To do:
**a.** In the text on the Cross Agency Working Group, which two organizations involved in legacy cases are left out of the group?
**b.** From the text on the Cross Agency Working Group, give back word for word the stretch from "2. The agreement" through "of sensitive information.".

Cross Agency Working Group

  1. We also welcome the creation of a cross-agency working group. We believe that such a group could ensure that there is less inefficiency in the system and provide better access to justice in the long term, if prompt and coordinated actions are taken to remedy the problems in the system. We believe that it is important that major stakeholders are engaged in this purpose, and hope that strong leadership is displayed by the Northern Ireland Courts and Tribunals Service (NICTS). We notice that this group does not include the Ministry of Defence (MOD) or MI5 who are both involved in legacy cases. We would argue that these organisations should be involved in discussions about how disclosure could be made more efficient and effective. Without their inclusion any plan of action is likely to be incomplete in its effect and reach. We would also question why greater input from the families and legal representatives who work within the system has not been sought, so as to ensure that the group can effectively target the problems in the system.
  2. The agreement of inter-agency protocols on disclosure is likely, on the basis of past experience, to be time-consuming and unwieldy absent the setting down of clear legislative parameters or other guidance as to what such protocols should contain in terms of balancing rule of law considerations with security imperatives, which may, potentially be overstated. This issue is clearly demonstrated in the current legal challenged launched by the OPONI against the PSNI, which is discussed below, where the PSNI is not complying with the MOU it has with PSNI concerning the disclosure of sensitive information.
  3. We would therefore urge the Committee of Ministers to closely scrutinise the work and remit of the Cross Agency Working Group to ensure that it has sufficient scope and membership to adequately deal with issues of disclosure, and to satisfy its terms of reference fully.

Addressing Delay in Inquest Proceedings

  1. We note that concerns into delays in inquests have been raised repeatedly of recent[4]. Notable is the letter from Senior Coroner John Leckey’s Office to the Justice Minister of Northern Ireland, stating that an inquest is being ‘funded on a drip by drip bases’ with ‘no demonstrable commitment’ to ensure they are properly resourced[5]. Inquests into 75 legacy deaths remain outstanding.[6]
  2. Despite the fact that the inquest system is both outdated (in terms of legislation which never had its current expansive role in contemplation) and has lacked sufficient overhaul (except piecemeal by case law), inquests remain the State’s mechanism for fulfilling its procedural obligations under Article 2 in relation to conflict-related (and other) deaths. This is in a context where coronial inquiry has been attended by endemic delay linked to lack of expeditious disclosure, inadequate legislation and resourcing limitations.

Given records:
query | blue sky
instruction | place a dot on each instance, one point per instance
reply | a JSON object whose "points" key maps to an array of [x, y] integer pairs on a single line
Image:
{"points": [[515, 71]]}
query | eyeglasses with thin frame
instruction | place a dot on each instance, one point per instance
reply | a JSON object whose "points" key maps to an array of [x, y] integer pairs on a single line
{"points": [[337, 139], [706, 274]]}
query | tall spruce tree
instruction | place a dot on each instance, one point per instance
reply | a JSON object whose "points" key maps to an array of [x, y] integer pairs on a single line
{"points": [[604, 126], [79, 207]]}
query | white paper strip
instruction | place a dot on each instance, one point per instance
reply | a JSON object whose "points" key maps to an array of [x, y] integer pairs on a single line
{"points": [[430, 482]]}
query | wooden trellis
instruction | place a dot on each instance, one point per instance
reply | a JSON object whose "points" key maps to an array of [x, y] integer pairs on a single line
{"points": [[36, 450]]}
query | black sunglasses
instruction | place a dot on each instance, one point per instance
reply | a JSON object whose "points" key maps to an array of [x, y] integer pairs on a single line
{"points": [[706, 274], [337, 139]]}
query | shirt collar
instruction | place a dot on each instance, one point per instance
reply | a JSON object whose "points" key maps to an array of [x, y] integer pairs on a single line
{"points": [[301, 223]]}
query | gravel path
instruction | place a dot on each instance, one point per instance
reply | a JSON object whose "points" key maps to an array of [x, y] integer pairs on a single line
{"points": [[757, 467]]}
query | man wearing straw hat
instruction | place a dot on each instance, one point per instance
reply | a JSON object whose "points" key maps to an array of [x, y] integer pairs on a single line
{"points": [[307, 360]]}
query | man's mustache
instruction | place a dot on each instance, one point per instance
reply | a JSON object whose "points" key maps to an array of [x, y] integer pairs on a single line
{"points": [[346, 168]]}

Answers per task:
**a.** The Ministry of Defence (MOD) and MI5.

**b.**
2. The agreement of inter-agency protocols on disclosure is likely, on the basis of past experience, to be time-consuming and unwieldy absent the setting down of clear legislative parameters or other guidance as to what such protocols should contain in terms of balancing rule of law considerations with security imperatives, which may, potentially be overstated. This issue is clearly demonstrated in the current legal challenged launched by the OPONI against the PSNI, which is discussed below, where the PSNI is not complying with the MOU it has with PSNI concerning the disclosure of sensitive information.